THE PROBLEM »
From the first line to the last, reproduce the material exactly.

#### ENTRIES PROVIDED

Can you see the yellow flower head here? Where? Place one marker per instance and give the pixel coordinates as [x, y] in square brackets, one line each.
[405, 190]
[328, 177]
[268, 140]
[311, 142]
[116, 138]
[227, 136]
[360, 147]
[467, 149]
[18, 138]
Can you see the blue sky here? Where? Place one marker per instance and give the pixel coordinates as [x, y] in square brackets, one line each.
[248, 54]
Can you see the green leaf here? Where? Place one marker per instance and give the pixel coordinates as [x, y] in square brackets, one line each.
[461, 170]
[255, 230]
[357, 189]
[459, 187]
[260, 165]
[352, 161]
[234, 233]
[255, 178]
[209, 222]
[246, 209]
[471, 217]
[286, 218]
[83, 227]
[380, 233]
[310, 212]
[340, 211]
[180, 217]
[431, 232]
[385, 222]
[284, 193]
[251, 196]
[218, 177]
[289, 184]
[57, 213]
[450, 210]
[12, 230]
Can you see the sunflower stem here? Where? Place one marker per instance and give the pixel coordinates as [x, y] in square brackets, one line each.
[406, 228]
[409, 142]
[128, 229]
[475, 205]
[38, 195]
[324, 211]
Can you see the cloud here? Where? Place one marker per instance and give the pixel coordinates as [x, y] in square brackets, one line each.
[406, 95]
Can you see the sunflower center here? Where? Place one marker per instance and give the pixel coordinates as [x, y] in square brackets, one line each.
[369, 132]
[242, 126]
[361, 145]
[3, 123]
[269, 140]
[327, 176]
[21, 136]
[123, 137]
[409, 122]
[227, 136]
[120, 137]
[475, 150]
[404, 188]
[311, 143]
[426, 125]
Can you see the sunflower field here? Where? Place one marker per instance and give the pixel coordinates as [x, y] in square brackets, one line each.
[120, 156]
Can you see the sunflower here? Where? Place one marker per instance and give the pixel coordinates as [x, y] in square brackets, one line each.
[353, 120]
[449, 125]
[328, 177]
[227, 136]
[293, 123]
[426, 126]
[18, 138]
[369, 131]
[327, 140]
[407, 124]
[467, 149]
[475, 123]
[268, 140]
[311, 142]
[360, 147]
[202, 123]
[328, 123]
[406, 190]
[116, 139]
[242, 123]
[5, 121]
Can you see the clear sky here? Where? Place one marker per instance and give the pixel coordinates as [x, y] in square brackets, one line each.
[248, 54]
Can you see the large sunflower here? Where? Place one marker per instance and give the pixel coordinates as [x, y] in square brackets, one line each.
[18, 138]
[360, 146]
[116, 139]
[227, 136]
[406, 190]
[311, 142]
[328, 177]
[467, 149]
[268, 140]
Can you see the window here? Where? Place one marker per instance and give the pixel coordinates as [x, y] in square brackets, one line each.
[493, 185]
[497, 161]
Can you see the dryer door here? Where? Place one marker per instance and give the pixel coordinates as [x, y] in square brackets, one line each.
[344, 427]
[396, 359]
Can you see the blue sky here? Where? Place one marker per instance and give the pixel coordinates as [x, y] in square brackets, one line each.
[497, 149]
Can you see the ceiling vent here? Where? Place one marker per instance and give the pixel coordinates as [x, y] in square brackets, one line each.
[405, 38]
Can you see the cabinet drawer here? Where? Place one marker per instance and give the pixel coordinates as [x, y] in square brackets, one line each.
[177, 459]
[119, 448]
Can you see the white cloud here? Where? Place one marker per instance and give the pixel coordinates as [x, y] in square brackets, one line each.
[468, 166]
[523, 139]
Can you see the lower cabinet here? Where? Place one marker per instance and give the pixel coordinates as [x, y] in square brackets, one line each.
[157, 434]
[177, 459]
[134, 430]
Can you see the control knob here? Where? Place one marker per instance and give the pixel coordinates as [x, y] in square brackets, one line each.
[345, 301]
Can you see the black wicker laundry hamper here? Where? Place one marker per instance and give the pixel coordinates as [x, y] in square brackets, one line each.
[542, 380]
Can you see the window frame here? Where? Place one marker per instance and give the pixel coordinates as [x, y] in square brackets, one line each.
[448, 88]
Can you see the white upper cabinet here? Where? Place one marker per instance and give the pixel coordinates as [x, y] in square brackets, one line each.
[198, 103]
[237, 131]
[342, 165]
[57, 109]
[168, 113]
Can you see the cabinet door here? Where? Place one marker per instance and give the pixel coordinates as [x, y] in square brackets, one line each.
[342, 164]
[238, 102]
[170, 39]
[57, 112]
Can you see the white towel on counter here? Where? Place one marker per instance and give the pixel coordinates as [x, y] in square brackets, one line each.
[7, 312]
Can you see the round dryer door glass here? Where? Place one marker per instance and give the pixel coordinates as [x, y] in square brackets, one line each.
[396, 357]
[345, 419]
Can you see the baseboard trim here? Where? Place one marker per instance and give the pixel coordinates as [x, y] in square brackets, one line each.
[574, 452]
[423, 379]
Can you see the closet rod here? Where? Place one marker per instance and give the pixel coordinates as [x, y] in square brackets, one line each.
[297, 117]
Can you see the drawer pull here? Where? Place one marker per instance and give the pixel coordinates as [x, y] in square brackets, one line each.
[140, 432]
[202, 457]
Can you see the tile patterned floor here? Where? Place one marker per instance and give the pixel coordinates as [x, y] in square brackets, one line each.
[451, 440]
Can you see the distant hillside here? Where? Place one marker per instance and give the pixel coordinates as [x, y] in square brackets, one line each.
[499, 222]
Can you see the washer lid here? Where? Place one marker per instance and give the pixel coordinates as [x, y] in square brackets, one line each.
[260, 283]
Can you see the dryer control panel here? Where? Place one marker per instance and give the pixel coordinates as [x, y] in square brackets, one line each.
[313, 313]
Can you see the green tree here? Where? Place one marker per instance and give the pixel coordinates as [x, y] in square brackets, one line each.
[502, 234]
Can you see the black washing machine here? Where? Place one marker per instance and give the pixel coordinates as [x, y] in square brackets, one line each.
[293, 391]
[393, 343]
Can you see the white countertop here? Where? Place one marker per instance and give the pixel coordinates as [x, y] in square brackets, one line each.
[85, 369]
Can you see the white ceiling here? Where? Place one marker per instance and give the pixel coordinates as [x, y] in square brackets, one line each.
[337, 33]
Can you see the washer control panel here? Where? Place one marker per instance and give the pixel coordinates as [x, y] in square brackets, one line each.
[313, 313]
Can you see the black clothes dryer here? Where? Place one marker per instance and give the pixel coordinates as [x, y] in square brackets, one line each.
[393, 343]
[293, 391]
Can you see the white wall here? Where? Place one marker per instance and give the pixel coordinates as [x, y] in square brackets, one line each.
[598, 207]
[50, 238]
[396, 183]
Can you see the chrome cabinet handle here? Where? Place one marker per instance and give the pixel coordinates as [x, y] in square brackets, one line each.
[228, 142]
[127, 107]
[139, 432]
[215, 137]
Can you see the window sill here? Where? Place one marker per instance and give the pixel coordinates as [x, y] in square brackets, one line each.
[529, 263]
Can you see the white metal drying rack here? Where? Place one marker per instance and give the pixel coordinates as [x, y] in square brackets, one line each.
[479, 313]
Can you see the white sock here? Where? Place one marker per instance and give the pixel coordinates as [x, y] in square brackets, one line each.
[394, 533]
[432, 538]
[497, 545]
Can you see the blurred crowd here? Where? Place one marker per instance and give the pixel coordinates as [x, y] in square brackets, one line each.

########

SOLUTION TO THIS TASK »
Can you see the yellow flower head here? Where? Place one marker per instance and give the pixel coordinates as [x, y] in square brackets, one line each.
[405, 190]
[328, 177]
[268, 140]
[311, 142]
[116, 138]
[227, 136]
[360, 147]
[467, 149]
[18, 138]
Can you see the blue sky here? Where? Place one marker per instance and give the pixel coordinates as [x, y] in square brackets, one line each.
[248, 54]
Can you see the green leaf here? Where? Place one marker per instance and give the pixel coordinates as [x, y] in square brackets, one line each.
[461, 170]
[255, 230]
[357, 189]
[459, 187]
[260, 165]
[352, 161]
[234, 233]
[255, 178]
[209, 222]
[246, 209]
[471, 217]
[286, 218]
[83, 227]
[380, 233]
[310, 212]
[340, 211]
[180, 217]
[431, 232]
[385, 222]
[284, 193]
[251, 196]
[218, 177]
[289, 184]
[57, 213]
[450, 210]
[12, 230]
Can you see the sunflower stem here? Where? Place one marker per instance and give the pixel coordinates as [x, y] in square brackets, one line each.
[406, 228]
[409, 142]
[128, 229]
[475, 205]
[38, 195]
[324, 211]
Can you see the cloud here? Where? Place one marker per instance and give the pixel coordinates as [x, y] in square brackets, one line each.
[406, 95]
Can you see the sunflower center here? Where? Place one marker per instance and give the pixel coordinates as [x, y] in square brackets, one line each.
[369, 132]
[242, 126]
[361, 145]
[3, 123]
[269, 140]
[327, 176]
[21, 136]
[123, 137]
[409, 122]
[227, 136]
[120, 137]
[475, 150]
[404, 188]
[311, 143]
[426, 125]
Can you see the sunflower field here? Where? Place one marker per instance and give the pixel coordinates as [x, y] in square brackets, one line each.
[120, 156]
Can you see the sunflower here? Where? Place one marker per instance and give the pixel coordinates as [x, y] in square brackets, one line each.
[353, 120]
[449, 125]
[328, 177]
[227, 136]
[293, 123]
[426, 126]
[18, 138]
[369, 131]
[327, 140]
[407, 124]
[467, 149]
[475, 123]
[268, 140]
[311, 142]
[360, 147]
[202, 123]
[328, 123]
[406, 190]
[116, 139]
[242, 123]
[5, 121]
Can you see the clear sky here? Where? Place one marker per instance and give the pixel coordinates as [x, y] in square brackets, one line each.
[248, 54]
Can you see the large sunflower here? Where? Place one marker per instance and give the pixel coordinates as [x, y] in square brackets, one line each.
[18, 138]
[360, 146]
[116, 139]
[227, 136]
[406, 190]
[311, 142]
[328, 177]
[467, 149]
[268, 140]
Can you see the window here? Where? Place one marker per instance and give the pixel coordinates as [x, y] in square brackets, one line each.
[493, 185]
[497, 161]
Can you see the dryer door here? Where? Place one marker per instance and give the pixel coordinates as [x, y] in square brackets, one line each.
[344, 427]
[396, 359]
Can you see the blue sky here? Where? Place one marker per instance and give the pixel coordinates as [x, y] in square brackets, one line each.
[497, 149]
Can you see the ceiling vent here? Where? Place one marker per instance and give the pixel coordinates as [x, y] in square brackets, one line each.
[405, 38]
Can you see the cabinet drawer here? Where? Place one marker per instance and give the pixel coordinates as [x, y] in square brackets, one line each.
[177, 459]
[119, 448]
Can you see the white cloud here? Where? Place one marker per instance and give the pixel coordinates as [x, y] in square brackets, one line each.
[468, 166]
[523, 139]
Can you see the lower cabinet here? Where? Place one marker per instance and give the pixel coordinates as [x, y] in square brackets, one line each.
[157, 434]
[177, 459]
[134, 430]
Can you see the control knob here? Where? Place one marker per instance and give the pixel coordinates as [x, y] in square brackets, one line each.
[345, 301]
Can you see the black wicker laundry hamper here? Where? Place one marker per instance and give the pixel coordinates as [x, y] in square brackets, one line each.
[542, 380]
Can you see the window frame here? Where? Place one marker per instance and give the pixel coordinates as [x, y] in square brackets, one line each.
[448, 88]
Can you see the white upper cabinet here? Where? Place one marker per instance and give the pixel coordinates as [x, y] in square brackets, one line each.
[198, 103]
[237, 131]
[342, 165]
[57, 109]
[168, 113]
Can you see the cabinet door here? Where? Place one marker per instance and give the pixel coordinates as [x, y] in square brackets, one line each.
[342, 164]
[238, 102]
[170, 39]
[57, 112]
Can you see the white towel on counter here? Where? Place one marker per instance and give the pixel coordinates as [x, y] in square brackets, one line each.
[7, 312]
Can you see the round dryer door glass here? Where? Place one marker per instance and give the pixel coordinates as [x, y] in square brackets, one line each.
[396, 357]
[345, 419]
Can you see the baseboard trim here? Where? Place one marker per instance and give the pixel coordinates as [x, y] in square brackets, one line each.
[574, 452]
[423, 379]
Can you see the closet rod here? Where? Place one marker per instance and give the pixel coordinates as [x, y] in square brackets, one line each.
[297, 117]
Can you see the drawer pull here? Where? Place one marker per instance and give the pixel coordinates as [x, y] in square brackets, one line each.
[140, 432]
[202, 457]
Can you see the tile patterned floor here? Where? Place one marker per instance and give the pixel coordinates as [x, y] in square brackets, one line each.
[451, 440]
Can you see the distant hillside here? Where? Place one marker per instance and give the pixel coordinates as [x, y] in square brackets, one line each.
[499, 222]
Can you see the washer lid here? Where? Place one marker per instance and give the pixel coordinates as [x, y] in square brackets, one line each.
[260, 283]
Can you see the dryer control panel here? Where? Place one marker per instance and give the pixel coordinates as [x, y] in square brackets, one line each.
[313, 313]
Can you see the green tree here? Where? Place one marker per instance and give the pixel coordinates as [x, y] in square brackets, one line each.
[502, 234]
Can you see the black washing machine here? Where? Place one marker per instance and give the pixel coordinates as [x, y] in square brackets, one line each.
[293, 391]
[393, 343]
Can you see the white countertop here? Where? Place one marker per instance and give the pixel coordinates as [x, y] in square brackets, one line each.
[85, 369]
Can you see the white ceiling here? Where? Place one marker per instance and give the pixel coordinates as [x, y] in square brackets, one line each.
[337, 33]
Can you see the washer control panel here? Where? Place one marker per instance and give the pixel coordinates as [x, y] in square brackets, one line each.
[313, 313]
Can you see the black clothes dryer here? Where? Place one marker per instance and give the pixel coordinates as [x, y] in square brackets, one line each.
[393, 343]
[293, 391]
Can you see the white wall here? Where? Place one marker per instance and give the pixel coordinates as [x, y] in square brackets, one line each.
[598, 207]
[50, 238]
[396, 183]
Can you see the chrome cabinet handle here? Where? Place one marker per instance and give the pixel coordinates as [x, y] in square brackets, one line each.
[228, 142]
[127, 107]
[139, 432]
[215, 137]
Can you see the window sill here? Where? Place one marker per instance and give the pixel coordinates as [x, y] in square brackets, one line each.
[529, 263]
Can you see the white metal drying rack here? Where? Place one marker per instance and give the pixel coordinates as [x, y] in square brackets, one line each.
[479, 313]
Can you see the white sock here? Where? Place one marker per instance and give the pixel coordinates as [x, y] in square brackets, one line each.
[394, 533]
[432, 538]
[497, 545]
Can you see the blurred crowd here? Where? Place one marker per instance and give the pixel coordinates as [x, y] in square brackets, one line each.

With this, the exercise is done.